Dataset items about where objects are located
** Start **

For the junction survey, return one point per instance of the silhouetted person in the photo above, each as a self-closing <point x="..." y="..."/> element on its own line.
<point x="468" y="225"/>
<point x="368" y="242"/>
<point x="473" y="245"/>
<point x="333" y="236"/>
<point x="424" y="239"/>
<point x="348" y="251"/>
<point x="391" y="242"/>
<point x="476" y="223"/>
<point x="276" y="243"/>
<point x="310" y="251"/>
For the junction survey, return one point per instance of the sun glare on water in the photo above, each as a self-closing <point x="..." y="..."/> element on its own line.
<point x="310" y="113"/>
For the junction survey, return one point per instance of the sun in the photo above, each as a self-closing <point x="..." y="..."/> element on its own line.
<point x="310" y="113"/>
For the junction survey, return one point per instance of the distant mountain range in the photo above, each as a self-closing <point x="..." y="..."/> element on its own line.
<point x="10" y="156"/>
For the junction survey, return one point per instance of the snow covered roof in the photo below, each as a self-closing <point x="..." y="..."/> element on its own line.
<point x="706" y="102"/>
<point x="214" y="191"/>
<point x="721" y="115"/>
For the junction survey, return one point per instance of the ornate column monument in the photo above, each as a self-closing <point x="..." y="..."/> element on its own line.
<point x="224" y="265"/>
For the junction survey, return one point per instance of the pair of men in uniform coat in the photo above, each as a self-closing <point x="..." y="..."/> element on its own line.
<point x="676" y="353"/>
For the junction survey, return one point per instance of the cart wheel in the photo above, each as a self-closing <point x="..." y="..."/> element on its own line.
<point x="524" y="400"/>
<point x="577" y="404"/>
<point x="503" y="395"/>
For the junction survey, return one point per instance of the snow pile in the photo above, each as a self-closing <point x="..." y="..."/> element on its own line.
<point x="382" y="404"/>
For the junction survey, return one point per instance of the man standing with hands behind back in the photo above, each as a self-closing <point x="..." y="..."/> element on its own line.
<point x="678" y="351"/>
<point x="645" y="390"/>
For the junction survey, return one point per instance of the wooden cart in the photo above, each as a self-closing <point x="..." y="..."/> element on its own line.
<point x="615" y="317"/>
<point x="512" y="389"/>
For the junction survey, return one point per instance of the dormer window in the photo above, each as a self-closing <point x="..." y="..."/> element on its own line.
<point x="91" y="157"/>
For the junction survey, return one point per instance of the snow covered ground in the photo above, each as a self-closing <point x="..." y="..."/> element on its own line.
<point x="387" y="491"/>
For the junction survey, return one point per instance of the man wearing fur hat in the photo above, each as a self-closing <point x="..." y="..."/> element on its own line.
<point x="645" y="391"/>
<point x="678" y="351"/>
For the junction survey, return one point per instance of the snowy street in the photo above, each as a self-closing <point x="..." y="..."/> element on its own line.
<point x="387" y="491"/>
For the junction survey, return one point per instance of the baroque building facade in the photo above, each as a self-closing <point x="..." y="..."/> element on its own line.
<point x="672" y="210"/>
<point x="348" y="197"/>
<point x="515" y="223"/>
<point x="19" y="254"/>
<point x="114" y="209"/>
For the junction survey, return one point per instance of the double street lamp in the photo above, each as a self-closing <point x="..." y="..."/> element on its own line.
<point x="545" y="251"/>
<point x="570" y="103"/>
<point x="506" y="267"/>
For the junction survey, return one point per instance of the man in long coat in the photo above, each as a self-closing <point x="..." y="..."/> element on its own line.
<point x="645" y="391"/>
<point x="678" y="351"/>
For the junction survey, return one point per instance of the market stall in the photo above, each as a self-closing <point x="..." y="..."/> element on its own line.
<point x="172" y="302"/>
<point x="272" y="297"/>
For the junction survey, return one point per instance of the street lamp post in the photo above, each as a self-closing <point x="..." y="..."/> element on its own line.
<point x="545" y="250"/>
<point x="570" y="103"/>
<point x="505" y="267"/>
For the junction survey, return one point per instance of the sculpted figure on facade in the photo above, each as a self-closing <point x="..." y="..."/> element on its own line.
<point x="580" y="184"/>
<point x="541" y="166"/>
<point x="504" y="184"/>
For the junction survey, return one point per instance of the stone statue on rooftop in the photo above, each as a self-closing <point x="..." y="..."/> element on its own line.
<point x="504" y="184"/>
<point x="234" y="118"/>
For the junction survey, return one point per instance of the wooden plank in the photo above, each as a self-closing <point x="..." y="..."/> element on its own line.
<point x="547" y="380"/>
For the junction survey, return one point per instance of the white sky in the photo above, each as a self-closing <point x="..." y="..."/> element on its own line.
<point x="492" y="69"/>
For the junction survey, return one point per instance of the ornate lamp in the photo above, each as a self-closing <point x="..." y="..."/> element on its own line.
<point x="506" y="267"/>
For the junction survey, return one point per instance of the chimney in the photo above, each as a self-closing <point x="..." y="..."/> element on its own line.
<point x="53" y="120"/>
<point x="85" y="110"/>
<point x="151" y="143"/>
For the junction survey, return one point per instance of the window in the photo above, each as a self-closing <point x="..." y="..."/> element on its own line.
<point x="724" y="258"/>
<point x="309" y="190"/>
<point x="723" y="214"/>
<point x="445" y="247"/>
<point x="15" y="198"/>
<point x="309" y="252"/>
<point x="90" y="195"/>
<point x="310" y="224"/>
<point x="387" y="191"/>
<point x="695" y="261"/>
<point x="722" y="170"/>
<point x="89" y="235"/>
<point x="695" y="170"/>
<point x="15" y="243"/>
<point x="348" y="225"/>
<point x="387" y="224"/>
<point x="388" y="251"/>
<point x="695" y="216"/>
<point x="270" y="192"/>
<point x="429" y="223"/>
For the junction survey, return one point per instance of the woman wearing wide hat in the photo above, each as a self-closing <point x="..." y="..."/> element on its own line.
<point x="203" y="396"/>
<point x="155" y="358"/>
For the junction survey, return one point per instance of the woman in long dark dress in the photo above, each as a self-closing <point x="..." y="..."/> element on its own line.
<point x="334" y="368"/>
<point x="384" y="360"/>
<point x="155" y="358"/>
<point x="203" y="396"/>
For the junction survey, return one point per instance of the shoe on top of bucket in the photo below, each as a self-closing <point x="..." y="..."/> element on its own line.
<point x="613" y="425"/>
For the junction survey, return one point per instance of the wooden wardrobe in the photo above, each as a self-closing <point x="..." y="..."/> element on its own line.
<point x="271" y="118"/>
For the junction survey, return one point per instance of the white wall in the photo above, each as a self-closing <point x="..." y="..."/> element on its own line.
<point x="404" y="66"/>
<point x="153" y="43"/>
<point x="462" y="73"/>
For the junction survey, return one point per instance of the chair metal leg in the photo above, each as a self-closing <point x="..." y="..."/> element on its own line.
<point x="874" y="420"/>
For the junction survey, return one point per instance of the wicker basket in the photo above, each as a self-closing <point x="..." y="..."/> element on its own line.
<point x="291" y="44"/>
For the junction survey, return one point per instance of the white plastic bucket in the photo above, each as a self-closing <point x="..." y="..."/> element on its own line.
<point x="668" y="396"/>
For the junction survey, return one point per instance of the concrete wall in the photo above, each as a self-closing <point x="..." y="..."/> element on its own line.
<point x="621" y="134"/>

** End **

== Exercise instructions ==
Print every item above again, character for character, in the same order.

== Expected output ==
For the junction survey, return one point per instance of the silhouetted person in the photo above, each as a self-closing <point x="..." y="..."/> element on its own line.
<point x="468" y="225"/>
<point x="368" y="242"/>
<point x="473" y="245"/>
<point x="333" y="236"/>
<point x="424" y="239"/>
<point x="348" y="251"/>
<point x="391" y="242"/>
<point x="476" y="223"/>
<point x="276" y="243"/>
<point x="310" y="251"/>
For the junction survey, return one point per instance of the sun glare on water in the photo above, each as a self-closing <point x="..." y="..."/> element on its own line.
<point x="310" y="113"/>
For the junction survey, return one point per instance of the sun in the photo above, each as a self-closing <point x="..." y="..."/> element on its own line.
<point x="310" y="113"/>
For the junction survey, return one point per instance of the distant mountain range in the photo above, each as a self-closing <point x="..." y="..."/> element on its own line.
<point x="10" y="156"/>
For the junction survey, return one point per instance of the snow covered roof in the photo below, each as a self-closing <point x="..." y="..."/> element on its own line.
<point x="706" y="102"/>
<point x="214" y="191"/>
<point x="721" y="115"/>
For the junction survey, return one point per instance of the ornate column monument in the photo above, each as a self-closing <point x="..." y="..."/> element on its own line.
<point x="224" y="265"/>
For the junction survey, return one point per instance of the pair of men in uniform coat in the photo above, each as a self-closing <point x="..." y="..."/> element on its own line.
<point x="676" y="353"/>
For the junction survey, return one point per instance of the cart wheel in the photo above, each as a self-closing <point x="..." y="..."/> element on its own line.
<point x="524" y="400"/>
<point x="577" y="404"/>
<point x="503" y="395"/>
For the junction survey, return one point per instance of the snow pile in the photo above, each as a self-closing <point x="..." y="..."/> element on its own line.
<point x="382" y="404"/>
For the junction survey, return one point per instance of the man standing with hands behind back in the photo above, each as a self-closing <point x="..." y="..."/> element on its own line.
<point x="678" y="351"/>
<point x="645" y="390"/>
For the junction survey, return one point per instance of the wooden cart in the photo above, each as a self-closing <point x="..." y="..."/> element on its own line.
<point x="615" y="317"/>
<point x="512" y="389"/>
For the junction survey, return one point per instance of the dormer window in the photo above, each as a self-closing <point x="..." y="..."/> element on its own line.
<point x="91" y="157"/>
For the junction survey, return one point per instance of the snow covered ground in the photo above, each as a self-closing <point x="..." y="..."/> element on its own line.
<point x="387" y="491"/>
For the junction survey, return one point per instance of the man wearing fur hat in the photo above, each as a self-closing <point x="..." y="..."/> element on its own line.
<point x="645" y="391"/>
<point x="678" y="351"/>
For the junction survey, return one point per instance of the snowy street in the photo above, each as a self-closing <point x="..." y="..."/> element on its own line.
<point x="387" y="491"/>
For the junction survey, return one point per instance of the baroque building facade in the photo above, each as a self-closing <point x="..." y="..."/> element on its own line.
<point x="672" y="210"/>
<point x="348" y="197"/>
<point x="515" y="223"/>
<point x="19" y="254"/>
<point x="114" y="209"/>
For the junction survey, return one point per instance of the double street lamp in the photo above, each as a self-closing <point x="..." y="..."/> element on its own line.
<point x="545" y="251"/>
<point x="570" y="103"/>
<point x="506" y="267"/>
For the junction survey, return one point per instance of the man in long coat in the photo above, each as a self-closing <point x="..." y="..."/> element on its own line.
<point x="645" y="391"/>
<point x="678" y="351"/>
For the junction survey, return one point per instance of the market stall in the photo above, each as a self-closing <point x="..." y="..."/> element on its own line.
<point x="172" y="302"/>
<point x="272" y="297"/>
For the junction survey, return one point per instance of the street lamp post in the photo above, each as a self-closing <point x="..." y="..."/> element on its own line.
<point x="545" y="250"/>
<point x="570" y="103"/>
<point x="505" y="267"/>
For the junction survey, return one point per instance of the sculpted figure on facade in the photo above, each as a self-closing <point x="..." y="..."/> element on its own line.
<point x="580" y="184"/>
<point x="541" y="166"/>
<point x="504" y="184"/>
For the junction survey, return one point per instance of the stone statue on rooftop in the photo above, each as a self-closing <point x="..." y="..."/> element on its own line.
<point x="504" y="184"/>
<point x="234" y="118"/>
For the junction survey, return one point per instance of the wooden plank in the photo above, each as a self-closing <point x="..." y="..."/> element on its own line.
<point x="547" y="380"/>
For the junction survey, return one point per instance of the white sky in the photo above, each as a self-closing <point x="..." y="..."/> element on its own line.
<point x="492" y="69"/>
For the junction survey, return one point per instance of the ornate lamp in the photo above, each as a self-closing <point x="..." y="..."/> element on its own line.
<point x="506" y="267"/>
For the junction survey, return one point per instance of the chimney in the photo above, each as a self-closing <point x="..." y="..."/> element on its own line.
<point x="53" y="120"/>
<point x="85" y="110"/>
<point x="151" y="143"/>
For the junction survey, return one point per instance of the window in the photo above, each as a self-closing <point x="..." y="..."/> element on its own line.
<point x="724" y="258"/>
<point x="309" y="190"/>
<point x="723" y="214"/>
<point x="445" y="247"/>
<point x="15" y="198"/>
<point x="309" y="252"/>
<point x="90" y="195"/>
<point x="310" y="224"/>
<point x="387" y="191"/>
<point x="695" y="261"/>
<point x="722" y="170"/>
<point x="89" y="235"/>
<point x="695" y="170"/>
<point x="15" y="243"/>
<point x="348" y="225"/>
<point x="387" y="224"/>
<point x="388" y="251"/>
<point x="695" y="216"/>
<point x="270" y="192"/>
<point x="429" y="223"/>
For the junction survey, return one point per instance of the woman wearing wide hat in the photo above, each as a self-closing <point x="..." y="..."/> element on its own line.
<point x="203" y="396"/>
<point x="155" y="358"/>
For the junction survey, return one point per instance of the woman in long dark dress in the photo above, each as a self-closing <point x="..." y="..."/> element on its own line.
<point x="334" y="368"/>
<point x="384" y="360"/>
<point x="155" y="358"/>
<point x="203" y="396"/>
For the junction survey, return one point per instance of the shoe on top of bucket in the photo below, each as a self-closing <point x="..." y="..."/> element on its own line.
<point x="613" y="425"/>
For the junction survey, return one point per instance of the wooden wardrobe in the photo above, each as a self-closing <point x="..." y="..."/> element on its own line.
<point x="271" y="118"/>
For the junction survey, return one point per instance of the white wall in the photo above, each as a self-closing <point x="..." y="..."/> element on its own line.
<point x="404" y="66"/>
<point x="153" y="43"/>
<point x="462" y="73"/>
For the junction survey, return one point per instance of the chair metal leg in the photo above, each as a self-closing <point x="..." y="..."/> element on its own line.
<point x="874" y="420"/>
For the junction survey, return one point per instance of the wicker basket in the photo above, each as a self-closing <point x="..." y="..."/> element on its own line.
<point x="291" y="44"/>
For the junction survey, return one point per instance of the white plastic bucket in the photo above, each as a self-closing <point x="..." y="..."/> element on its own line.
<point x="668" y="396"/>
For the junction survey, return one point per instance of the concrete wall in the photo above, each as a self-closing <point x="..." y="..."/> element on its own line.
<point x="621" y="134"/>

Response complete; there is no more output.